*What needs to be done*
Go through the records and show each line where the word "below" occurs.

Data for this task: Begin

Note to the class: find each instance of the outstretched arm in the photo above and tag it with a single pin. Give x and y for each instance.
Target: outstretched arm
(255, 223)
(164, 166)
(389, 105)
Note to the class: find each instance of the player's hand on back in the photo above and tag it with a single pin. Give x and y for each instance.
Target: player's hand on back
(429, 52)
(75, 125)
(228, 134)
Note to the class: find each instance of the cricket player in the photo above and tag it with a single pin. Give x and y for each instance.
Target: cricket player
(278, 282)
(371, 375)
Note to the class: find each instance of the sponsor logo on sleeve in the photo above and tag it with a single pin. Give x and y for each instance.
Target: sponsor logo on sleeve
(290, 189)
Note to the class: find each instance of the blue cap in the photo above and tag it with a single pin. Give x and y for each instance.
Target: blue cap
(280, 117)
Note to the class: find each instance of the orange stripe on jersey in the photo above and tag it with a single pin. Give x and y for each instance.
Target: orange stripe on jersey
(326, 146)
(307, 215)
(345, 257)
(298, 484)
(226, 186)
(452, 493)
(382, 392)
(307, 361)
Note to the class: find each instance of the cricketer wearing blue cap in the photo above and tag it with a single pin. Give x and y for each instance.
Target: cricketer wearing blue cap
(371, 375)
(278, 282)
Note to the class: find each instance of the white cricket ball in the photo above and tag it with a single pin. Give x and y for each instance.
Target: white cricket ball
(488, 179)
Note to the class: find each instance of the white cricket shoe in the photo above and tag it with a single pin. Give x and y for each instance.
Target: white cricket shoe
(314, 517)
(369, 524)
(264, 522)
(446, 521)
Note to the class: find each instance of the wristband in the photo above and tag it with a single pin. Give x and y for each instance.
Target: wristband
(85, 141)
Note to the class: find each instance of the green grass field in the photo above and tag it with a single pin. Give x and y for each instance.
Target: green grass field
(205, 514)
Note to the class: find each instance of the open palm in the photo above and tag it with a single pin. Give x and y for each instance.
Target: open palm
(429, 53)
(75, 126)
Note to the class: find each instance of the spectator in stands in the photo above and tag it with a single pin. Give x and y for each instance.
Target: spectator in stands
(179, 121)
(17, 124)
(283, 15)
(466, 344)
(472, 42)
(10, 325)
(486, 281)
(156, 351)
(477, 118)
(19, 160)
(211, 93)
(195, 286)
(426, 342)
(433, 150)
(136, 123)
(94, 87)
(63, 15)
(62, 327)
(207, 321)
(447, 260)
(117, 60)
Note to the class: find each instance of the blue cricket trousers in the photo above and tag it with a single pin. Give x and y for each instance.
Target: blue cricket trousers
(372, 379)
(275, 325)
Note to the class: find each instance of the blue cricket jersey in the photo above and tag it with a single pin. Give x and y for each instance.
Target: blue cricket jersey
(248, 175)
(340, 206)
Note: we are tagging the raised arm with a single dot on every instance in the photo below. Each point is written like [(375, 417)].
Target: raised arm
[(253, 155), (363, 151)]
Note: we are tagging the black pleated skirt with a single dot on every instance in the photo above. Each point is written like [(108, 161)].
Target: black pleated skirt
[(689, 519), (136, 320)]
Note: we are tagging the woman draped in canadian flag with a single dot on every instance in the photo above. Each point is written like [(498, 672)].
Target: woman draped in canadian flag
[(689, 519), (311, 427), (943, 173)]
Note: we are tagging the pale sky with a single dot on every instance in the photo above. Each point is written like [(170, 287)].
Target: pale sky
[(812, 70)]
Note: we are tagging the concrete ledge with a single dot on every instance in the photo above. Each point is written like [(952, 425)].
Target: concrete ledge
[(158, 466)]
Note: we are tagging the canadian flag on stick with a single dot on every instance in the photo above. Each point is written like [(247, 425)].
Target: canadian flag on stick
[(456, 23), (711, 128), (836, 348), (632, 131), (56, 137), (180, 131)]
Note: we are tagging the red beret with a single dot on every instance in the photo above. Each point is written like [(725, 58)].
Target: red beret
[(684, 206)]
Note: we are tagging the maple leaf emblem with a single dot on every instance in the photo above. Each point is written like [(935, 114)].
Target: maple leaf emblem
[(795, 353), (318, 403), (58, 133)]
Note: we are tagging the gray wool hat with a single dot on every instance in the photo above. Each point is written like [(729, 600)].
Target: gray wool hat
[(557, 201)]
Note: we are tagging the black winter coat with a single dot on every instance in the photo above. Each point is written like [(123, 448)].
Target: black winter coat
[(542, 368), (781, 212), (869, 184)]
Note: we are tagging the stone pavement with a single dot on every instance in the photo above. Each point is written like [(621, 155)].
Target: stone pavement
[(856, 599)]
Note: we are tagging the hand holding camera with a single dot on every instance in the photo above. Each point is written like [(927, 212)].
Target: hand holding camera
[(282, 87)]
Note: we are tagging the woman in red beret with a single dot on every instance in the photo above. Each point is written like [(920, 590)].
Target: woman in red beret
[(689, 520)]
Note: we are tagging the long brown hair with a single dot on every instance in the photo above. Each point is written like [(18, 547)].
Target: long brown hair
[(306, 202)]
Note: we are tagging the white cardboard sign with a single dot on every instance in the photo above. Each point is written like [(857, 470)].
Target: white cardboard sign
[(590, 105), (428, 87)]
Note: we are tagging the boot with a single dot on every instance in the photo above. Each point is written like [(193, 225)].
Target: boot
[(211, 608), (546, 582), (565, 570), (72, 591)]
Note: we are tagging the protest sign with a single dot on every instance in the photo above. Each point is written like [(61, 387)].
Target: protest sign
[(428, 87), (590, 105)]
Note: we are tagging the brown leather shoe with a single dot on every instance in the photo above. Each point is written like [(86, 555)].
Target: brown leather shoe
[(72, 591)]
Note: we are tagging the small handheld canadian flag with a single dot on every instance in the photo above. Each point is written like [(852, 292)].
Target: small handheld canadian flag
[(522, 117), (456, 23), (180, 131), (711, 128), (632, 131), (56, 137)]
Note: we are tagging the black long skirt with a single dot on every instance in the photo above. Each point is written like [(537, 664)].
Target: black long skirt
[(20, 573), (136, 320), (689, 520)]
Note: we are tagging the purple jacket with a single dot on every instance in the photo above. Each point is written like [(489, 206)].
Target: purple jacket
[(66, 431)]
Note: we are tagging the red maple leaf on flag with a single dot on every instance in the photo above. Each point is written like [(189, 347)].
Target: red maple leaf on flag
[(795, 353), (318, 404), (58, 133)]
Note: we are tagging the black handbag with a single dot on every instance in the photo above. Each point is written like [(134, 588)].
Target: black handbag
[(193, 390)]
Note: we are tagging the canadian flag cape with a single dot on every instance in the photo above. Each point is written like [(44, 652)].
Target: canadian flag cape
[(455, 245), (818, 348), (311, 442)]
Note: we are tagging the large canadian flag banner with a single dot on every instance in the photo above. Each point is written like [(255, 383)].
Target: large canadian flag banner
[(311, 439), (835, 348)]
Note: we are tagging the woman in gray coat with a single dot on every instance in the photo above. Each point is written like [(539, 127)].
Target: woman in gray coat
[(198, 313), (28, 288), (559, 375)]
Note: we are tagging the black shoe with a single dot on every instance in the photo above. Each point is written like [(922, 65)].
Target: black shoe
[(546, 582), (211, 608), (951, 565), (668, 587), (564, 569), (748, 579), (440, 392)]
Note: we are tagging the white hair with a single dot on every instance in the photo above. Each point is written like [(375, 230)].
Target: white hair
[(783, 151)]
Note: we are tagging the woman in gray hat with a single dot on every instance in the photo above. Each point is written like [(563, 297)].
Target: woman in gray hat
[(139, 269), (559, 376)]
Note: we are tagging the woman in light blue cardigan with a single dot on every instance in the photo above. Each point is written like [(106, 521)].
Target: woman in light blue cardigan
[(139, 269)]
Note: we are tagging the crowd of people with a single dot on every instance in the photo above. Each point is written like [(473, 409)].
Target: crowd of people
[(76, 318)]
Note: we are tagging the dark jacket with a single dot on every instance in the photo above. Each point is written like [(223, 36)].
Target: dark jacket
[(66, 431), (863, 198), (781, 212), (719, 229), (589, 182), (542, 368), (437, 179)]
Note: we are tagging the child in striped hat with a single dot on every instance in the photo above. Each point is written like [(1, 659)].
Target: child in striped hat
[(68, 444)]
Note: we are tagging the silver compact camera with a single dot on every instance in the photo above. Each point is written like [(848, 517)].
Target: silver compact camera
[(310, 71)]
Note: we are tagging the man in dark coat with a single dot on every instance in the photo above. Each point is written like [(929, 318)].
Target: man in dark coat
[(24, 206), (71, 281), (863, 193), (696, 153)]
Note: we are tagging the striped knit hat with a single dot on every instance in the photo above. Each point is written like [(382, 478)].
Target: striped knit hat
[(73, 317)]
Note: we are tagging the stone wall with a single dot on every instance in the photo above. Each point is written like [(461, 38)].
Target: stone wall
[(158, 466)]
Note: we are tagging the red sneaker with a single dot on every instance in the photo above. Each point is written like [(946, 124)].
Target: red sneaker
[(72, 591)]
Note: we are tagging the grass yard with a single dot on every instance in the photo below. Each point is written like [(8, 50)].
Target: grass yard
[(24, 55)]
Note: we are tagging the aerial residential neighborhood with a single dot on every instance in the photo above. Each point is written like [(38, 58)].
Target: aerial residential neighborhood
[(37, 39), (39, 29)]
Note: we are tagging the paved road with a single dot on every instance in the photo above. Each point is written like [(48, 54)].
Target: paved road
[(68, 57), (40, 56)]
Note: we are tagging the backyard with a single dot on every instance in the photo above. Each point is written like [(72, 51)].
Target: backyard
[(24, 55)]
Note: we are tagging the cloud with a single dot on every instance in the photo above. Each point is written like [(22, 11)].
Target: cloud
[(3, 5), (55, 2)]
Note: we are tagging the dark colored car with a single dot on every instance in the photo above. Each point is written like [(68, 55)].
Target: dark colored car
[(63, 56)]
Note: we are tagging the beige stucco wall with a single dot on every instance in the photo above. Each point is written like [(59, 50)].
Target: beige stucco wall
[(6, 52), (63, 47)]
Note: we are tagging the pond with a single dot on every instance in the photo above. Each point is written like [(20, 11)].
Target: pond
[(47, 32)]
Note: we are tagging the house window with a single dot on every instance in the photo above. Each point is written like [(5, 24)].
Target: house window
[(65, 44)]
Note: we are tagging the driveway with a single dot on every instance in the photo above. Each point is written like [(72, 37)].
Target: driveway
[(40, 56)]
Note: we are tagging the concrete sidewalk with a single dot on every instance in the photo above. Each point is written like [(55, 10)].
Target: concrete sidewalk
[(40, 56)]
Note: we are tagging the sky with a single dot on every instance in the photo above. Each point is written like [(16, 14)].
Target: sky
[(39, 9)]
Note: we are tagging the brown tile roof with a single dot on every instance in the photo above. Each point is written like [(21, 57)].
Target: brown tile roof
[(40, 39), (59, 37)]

Data for this task: End

*Solution for this task*
Note: we are tagging the raised arm with a single dot on every instance in the photo below. Each point is written like [(375, 417)].
Note: we are tagging the grass yard with a single dot on every instance in the photo below. Each point is written like [(8, 50)].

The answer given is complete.